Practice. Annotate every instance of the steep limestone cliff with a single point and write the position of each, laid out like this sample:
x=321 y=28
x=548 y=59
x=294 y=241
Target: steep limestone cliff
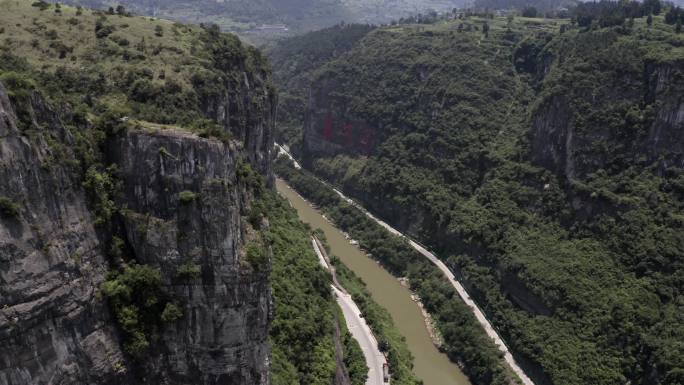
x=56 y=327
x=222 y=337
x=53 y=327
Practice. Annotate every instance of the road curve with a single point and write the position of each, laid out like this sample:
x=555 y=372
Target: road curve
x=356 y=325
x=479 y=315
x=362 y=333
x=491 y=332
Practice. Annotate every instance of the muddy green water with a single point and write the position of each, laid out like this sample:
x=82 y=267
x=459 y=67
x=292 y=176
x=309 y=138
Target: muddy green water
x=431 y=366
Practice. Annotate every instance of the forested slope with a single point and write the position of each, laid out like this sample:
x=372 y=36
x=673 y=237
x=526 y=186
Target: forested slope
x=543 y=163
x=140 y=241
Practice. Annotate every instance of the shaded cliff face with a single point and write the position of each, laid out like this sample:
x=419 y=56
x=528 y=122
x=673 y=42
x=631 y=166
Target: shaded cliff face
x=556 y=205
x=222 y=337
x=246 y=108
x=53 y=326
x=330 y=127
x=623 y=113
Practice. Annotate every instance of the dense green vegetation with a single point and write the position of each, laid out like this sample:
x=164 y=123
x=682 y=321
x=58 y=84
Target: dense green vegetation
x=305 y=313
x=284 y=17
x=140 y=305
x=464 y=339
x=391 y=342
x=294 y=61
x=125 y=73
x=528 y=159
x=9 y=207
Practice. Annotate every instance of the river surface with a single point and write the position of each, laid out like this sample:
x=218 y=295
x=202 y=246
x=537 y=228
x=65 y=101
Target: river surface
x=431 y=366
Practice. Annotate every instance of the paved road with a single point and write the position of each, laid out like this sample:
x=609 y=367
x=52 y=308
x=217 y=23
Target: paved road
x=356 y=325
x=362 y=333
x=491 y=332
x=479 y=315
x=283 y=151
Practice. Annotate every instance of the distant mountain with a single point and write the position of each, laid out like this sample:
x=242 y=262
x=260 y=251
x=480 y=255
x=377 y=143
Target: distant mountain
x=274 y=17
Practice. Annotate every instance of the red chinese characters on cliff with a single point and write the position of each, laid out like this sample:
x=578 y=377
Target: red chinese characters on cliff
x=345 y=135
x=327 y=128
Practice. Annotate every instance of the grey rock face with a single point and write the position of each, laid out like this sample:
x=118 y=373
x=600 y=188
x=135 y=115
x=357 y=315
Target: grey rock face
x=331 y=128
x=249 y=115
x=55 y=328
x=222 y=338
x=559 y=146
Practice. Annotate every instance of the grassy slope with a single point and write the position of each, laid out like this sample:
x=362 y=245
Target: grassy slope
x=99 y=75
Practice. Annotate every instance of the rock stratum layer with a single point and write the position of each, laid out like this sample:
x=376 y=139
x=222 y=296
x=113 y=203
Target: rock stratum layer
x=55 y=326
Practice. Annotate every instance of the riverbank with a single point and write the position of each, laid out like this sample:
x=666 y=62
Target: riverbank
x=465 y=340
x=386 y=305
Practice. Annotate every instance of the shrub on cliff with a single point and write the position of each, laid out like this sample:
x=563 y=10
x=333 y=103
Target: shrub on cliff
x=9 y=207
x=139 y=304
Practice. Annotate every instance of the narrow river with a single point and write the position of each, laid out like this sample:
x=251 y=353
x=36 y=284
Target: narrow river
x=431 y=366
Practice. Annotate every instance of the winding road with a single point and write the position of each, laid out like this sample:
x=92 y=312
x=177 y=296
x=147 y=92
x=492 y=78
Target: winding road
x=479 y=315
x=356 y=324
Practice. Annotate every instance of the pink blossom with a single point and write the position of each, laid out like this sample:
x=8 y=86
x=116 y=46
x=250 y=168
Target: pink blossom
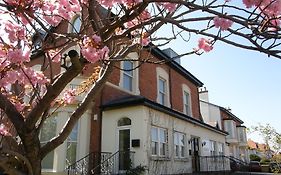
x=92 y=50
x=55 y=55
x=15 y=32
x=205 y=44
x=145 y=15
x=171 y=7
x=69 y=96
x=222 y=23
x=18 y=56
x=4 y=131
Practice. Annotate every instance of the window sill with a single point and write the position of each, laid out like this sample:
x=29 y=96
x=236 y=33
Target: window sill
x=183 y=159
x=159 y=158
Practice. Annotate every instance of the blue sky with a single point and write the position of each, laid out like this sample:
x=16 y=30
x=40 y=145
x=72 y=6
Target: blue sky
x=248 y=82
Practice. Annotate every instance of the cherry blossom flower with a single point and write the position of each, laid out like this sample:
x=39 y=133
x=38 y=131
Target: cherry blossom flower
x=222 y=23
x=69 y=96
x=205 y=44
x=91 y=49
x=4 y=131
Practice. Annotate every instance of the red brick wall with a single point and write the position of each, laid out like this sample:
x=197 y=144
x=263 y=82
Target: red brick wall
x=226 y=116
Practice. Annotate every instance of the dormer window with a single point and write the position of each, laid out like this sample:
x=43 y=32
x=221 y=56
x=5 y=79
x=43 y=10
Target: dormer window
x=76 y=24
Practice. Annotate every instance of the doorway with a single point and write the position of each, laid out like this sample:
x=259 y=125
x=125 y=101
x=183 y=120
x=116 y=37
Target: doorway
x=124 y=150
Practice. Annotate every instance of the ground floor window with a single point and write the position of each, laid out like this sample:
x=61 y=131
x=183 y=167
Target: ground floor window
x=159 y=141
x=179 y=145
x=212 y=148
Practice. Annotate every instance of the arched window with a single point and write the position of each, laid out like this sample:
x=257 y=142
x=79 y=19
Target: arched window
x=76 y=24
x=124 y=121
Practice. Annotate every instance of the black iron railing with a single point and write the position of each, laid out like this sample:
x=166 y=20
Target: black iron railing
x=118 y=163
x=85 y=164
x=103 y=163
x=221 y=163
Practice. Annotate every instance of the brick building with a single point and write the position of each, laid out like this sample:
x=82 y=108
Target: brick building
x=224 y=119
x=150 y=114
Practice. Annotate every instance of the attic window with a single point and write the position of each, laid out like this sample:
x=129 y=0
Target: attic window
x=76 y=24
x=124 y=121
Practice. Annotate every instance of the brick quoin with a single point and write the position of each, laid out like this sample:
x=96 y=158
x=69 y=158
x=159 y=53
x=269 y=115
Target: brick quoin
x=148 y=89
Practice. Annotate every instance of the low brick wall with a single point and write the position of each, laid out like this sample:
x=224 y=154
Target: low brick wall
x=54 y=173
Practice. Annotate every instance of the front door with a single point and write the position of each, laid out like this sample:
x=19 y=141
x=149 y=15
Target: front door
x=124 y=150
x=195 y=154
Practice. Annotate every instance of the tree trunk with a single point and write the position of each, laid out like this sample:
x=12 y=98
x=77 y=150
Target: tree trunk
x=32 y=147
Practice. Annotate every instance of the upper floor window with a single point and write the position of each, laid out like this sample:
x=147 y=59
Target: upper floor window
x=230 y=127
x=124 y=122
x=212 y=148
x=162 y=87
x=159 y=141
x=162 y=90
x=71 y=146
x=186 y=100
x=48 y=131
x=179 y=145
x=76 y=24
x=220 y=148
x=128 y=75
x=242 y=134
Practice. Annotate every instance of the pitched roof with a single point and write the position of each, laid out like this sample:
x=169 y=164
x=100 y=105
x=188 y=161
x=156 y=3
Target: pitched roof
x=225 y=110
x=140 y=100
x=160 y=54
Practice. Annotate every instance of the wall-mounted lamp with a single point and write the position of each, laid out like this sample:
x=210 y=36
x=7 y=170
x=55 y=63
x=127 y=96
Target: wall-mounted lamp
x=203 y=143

---

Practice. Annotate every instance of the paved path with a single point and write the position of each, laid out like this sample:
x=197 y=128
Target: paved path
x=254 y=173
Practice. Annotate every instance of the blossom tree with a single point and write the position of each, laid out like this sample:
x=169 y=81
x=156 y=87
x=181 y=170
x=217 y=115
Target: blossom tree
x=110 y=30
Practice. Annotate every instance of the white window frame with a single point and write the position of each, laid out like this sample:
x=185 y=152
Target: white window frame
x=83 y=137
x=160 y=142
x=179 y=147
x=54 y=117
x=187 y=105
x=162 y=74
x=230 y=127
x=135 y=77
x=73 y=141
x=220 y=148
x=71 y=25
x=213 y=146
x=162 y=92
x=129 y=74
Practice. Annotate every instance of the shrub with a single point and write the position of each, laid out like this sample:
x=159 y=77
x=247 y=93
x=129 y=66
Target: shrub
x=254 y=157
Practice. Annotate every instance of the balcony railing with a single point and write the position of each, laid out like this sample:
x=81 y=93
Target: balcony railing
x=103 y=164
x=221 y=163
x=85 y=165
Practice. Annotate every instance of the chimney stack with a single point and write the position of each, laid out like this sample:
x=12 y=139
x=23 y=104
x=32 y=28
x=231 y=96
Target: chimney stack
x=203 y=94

» What to produce
Rewrite the part of the listing above that runs from the line containing "Practice. Annotate every instance of the grey" through the line containing "x=559 y=146" as a numbered list, including both of those lines and omitting any blank lines.

» Task solution
1. Practice. Annotate every instance of the grey rock face with a single point and write the position of each, laid out like this sample:
2. x=118 y=373
3. x=600 y=188
4. x=135 y=115
5. x=357 y=315
6. Target: grey rock face
7. x=331 y=128
8. x=249 y=115
9. x=55 y=328
10. x=222 y=338
11. x=559 y=146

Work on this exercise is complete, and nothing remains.